* START Records provided *
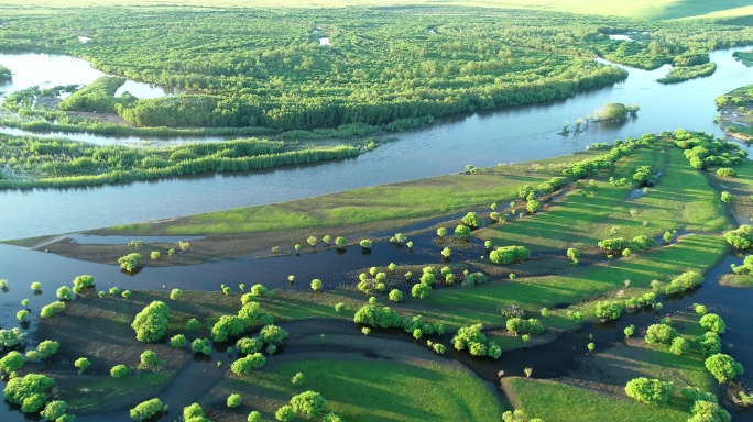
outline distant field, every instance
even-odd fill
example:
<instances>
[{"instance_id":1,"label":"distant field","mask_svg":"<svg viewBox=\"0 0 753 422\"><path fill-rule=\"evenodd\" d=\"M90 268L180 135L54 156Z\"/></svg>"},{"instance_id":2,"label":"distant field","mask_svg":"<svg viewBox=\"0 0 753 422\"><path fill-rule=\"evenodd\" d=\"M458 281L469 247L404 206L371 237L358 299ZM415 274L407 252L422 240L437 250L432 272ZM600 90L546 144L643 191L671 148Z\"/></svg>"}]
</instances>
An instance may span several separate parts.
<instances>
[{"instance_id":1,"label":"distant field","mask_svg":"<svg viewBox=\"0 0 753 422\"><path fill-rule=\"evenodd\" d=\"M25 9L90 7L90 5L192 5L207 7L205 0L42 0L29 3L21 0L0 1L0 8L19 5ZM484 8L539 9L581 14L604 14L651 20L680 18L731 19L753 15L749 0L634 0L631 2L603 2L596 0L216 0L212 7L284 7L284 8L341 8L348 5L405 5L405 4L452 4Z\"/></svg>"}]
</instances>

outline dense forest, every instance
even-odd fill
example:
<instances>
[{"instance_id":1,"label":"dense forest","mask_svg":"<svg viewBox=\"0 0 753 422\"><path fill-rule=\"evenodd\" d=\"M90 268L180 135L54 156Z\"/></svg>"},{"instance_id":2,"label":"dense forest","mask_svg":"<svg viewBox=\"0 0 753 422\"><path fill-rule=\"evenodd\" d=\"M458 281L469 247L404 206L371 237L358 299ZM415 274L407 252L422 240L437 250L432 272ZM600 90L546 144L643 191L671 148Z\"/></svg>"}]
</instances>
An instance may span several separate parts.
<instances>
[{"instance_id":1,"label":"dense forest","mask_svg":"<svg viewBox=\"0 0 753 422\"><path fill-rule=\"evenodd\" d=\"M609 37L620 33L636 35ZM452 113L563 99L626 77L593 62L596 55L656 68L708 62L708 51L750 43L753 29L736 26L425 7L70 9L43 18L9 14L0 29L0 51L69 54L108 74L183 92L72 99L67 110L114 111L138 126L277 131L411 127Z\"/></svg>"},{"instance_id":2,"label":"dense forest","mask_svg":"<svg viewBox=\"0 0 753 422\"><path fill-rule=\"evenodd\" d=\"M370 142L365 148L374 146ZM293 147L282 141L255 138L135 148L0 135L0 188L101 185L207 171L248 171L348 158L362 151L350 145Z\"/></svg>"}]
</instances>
* END Records provided *
* START Records provided *
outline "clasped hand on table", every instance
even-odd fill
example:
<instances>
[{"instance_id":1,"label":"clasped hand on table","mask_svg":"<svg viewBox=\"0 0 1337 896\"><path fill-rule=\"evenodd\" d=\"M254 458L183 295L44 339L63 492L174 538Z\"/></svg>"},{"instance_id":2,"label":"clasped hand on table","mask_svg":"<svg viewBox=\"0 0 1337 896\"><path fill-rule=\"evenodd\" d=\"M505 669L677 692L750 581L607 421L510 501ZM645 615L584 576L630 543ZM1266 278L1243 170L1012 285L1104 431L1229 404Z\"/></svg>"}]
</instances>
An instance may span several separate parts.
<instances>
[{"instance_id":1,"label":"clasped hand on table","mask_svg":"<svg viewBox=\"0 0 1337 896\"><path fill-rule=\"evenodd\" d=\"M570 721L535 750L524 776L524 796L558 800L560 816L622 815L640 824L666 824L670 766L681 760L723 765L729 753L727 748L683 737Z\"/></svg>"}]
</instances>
* END Records provided *
* START Records provided *
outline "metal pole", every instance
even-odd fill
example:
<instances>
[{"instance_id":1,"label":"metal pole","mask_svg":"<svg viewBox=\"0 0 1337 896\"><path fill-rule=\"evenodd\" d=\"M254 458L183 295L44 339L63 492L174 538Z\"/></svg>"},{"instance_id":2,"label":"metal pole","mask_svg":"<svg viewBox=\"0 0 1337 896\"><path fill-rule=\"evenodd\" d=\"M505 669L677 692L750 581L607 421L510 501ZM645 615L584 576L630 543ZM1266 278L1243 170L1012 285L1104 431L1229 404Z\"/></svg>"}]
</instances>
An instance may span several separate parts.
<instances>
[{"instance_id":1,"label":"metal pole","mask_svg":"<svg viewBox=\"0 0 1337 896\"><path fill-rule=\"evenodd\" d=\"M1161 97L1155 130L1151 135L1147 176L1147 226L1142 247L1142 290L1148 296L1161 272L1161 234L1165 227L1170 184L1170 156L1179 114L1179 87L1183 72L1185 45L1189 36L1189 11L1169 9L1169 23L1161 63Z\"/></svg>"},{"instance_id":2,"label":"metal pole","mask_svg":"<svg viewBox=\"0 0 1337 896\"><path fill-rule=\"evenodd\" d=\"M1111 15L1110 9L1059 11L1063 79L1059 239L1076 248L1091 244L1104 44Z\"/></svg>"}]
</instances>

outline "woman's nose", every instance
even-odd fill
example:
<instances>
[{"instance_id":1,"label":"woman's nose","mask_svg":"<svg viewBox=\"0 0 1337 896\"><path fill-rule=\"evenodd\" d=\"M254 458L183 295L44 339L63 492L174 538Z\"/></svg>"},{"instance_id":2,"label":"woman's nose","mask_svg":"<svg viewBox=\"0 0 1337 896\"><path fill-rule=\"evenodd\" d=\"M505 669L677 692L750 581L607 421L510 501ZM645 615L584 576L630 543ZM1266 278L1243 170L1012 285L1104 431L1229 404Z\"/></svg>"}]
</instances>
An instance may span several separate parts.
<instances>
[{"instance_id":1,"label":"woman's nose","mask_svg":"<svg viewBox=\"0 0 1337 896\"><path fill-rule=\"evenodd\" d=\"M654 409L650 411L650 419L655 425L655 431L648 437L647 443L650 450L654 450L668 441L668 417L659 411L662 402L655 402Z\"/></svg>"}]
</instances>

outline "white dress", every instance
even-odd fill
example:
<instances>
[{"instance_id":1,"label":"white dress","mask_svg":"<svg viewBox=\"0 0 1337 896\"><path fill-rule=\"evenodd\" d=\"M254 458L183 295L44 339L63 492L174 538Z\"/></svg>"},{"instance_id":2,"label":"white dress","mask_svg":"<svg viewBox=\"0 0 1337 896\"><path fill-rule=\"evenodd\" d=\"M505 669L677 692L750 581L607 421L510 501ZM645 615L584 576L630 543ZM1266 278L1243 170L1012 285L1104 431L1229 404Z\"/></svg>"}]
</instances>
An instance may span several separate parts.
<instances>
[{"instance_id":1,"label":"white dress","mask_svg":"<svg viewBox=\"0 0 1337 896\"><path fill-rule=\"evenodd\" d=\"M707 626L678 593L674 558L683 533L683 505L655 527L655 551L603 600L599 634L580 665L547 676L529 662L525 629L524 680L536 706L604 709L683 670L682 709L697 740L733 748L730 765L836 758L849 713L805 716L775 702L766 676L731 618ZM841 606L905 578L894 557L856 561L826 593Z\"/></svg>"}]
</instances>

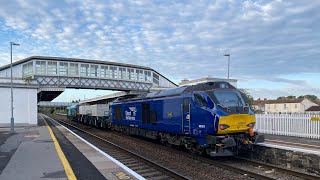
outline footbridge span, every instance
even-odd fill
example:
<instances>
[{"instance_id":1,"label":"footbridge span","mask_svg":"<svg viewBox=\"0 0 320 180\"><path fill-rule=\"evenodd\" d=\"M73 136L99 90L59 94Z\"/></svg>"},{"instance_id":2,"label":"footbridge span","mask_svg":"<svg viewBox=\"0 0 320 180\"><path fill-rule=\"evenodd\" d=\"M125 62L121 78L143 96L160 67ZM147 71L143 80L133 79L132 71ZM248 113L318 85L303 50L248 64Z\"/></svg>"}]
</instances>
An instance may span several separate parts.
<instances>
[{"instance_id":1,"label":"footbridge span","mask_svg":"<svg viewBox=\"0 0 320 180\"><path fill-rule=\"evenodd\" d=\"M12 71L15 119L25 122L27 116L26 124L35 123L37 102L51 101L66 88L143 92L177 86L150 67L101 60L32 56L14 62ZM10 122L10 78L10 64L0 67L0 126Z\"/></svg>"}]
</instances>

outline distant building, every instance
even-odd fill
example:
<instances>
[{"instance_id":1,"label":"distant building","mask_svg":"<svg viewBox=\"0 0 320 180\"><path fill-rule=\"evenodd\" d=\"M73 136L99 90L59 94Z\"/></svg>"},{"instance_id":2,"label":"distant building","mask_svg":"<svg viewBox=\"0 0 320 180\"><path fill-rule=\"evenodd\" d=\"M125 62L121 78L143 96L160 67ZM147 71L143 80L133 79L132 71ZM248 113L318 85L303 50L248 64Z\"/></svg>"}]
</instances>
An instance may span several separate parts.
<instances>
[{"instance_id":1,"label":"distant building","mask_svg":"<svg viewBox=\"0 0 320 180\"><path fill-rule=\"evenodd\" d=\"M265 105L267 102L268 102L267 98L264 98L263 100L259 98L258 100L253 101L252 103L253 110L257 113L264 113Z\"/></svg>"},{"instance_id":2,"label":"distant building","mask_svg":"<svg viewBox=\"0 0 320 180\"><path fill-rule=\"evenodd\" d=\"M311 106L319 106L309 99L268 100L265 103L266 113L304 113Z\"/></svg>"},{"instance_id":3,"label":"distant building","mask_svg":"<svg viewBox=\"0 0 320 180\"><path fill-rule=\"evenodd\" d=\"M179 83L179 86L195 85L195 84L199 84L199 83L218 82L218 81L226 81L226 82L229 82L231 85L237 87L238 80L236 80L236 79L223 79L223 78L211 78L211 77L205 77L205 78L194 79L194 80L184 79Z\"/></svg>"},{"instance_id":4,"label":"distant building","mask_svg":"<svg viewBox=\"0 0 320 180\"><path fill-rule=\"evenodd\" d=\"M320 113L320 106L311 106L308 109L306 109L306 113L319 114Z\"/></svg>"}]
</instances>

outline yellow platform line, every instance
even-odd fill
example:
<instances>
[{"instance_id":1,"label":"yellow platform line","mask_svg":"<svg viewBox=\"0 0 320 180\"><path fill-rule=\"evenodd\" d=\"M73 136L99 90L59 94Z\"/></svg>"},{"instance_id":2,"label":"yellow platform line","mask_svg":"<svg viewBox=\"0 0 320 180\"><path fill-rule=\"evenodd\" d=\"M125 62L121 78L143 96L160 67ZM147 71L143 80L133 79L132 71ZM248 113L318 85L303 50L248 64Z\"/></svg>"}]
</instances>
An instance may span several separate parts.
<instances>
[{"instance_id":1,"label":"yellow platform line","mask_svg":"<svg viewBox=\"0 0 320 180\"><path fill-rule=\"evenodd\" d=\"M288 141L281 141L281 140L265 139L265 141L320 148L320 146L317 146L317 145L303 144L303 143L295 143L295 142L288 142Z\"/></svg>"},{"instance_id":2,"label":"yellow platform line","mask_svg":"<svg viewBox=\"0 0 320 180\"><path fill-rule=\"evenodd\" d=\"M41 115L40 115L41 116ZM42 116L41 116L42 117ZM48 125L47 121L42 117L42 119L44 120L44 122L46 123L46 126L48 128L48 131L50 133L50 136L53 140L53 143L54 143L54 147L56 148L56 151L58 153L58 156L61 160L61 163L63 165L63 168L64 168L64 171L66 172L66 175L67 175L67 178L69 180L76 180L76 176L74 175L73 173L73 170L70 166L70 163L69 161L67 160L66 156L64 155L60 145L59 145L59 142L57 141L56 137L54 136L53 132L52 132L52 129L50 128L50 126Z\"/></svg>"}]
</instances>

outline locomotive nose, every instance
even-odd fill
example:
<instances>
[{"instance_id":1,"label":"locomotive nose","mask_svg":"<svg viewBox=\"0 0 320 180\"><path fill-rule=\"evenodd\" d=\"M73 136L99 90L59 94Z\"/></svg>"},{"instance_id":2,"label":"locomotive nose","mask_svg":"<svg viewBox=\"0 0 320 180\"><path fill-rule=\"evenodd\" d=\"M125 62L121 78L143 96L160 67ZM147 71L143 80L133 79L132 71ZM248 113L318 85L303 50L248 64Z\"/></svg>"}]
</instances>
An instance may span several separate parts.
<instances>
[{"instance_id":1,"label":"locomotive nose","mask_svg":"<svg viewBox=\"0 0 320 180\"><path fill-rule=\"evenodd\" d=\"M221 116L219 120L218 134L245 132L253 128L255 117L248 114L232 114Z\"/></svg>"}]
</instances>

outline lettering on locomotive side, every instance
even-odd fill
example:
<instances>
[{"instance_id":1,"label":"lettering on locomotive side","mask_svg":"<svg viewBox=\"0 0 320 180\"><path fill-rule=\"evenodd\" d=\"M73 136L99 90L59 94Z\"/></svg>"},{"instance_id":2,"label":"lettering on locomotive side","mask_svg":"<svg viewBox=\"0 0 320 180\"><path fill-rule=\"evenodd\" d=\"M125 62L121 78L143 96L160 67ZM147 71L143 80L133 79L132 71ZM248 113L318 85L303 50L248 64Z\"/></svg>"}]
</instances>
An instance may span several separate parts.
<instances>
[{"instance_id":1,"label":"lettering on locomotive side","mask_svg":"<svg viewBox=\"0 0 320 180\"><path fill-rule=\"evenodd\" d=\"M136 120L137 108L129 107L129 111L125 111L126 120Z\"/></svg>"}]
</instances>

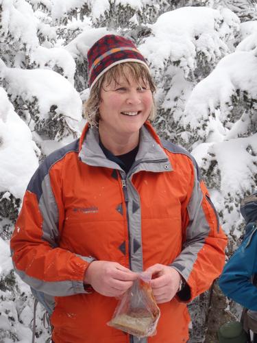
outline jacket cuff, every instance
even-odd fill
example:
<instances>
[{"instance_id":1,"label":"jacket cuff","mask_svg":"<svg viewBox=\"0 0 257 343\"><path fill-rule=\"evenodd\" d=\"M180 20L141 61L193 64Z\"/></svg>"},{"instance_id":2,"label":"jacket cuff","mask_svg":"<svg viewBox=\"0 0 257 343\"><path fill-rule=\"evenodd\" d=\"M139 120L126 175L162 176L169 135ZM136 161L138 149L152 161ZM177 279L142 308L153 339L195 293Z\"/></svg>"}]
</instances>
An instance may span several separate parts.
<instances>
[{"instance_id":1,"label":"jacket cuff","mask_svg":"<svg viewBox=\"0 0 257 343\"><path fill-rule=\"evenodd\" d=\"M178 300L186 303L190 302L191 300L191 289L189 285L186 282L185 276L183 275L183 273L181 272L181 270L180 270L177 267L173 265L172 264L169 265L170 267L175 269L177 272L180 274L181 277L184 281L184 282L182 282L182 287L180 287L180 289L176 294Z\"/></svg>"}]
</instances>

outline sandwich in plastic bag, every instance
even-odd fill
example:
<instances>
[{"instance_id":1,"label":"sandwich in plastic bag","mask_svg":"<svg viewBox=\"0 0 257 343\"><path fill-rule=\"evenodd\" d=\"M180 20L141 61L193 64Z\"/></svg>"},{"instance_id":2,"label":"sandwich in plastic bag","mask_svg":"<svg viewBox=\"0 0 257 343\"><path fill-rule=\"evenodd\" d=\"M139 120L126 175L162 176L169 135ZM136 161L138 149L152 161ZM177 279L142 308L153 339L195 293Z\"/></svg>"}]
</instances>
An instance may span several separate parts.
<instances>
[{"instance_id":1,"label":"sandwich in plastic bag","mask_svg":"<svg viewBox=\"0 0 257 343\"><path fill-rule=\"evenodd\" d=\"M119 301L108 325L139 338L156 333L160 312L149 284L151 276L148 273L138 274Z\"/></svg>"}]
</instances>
* END Records provided *
▸ **Set problem**: From the entries above, copy every line that contains the word "sandwich".

▸ **Task response**:
outline sandwich in plastic bag, every instance
[{"instance_id":1,"label":"sandwich in plastic bag","mask_svg":"<svg viewBox=\"0 0 257 343\"><path fill-rule=\"evenodd\" d=\"M180 20L141 61L193 64Z\"/></svg>"},{"instance_id":2,"label":"sandwich in plastic bag","mask_svg":"<svg viewBox=\"0 0 257 343\"><path fill-rule=\"evenodd\" d=\"M139 120L126 175L162 176L169 135ZM136 161L138 149L152 161ZM177 279L142 308L153 339L195 293Z\"/></svg>"}]
[{"instance_id":1,"label":"sandwich in plastic bag","mask_svg":"<svg viewBox=\"0 0 257 343\"><path fill-rule=\"evenodd\" d=\"M119 301L108 325L139 338L156 333L160 312L149 284L151 276L148 273L138 274Z\"/></svg>"}]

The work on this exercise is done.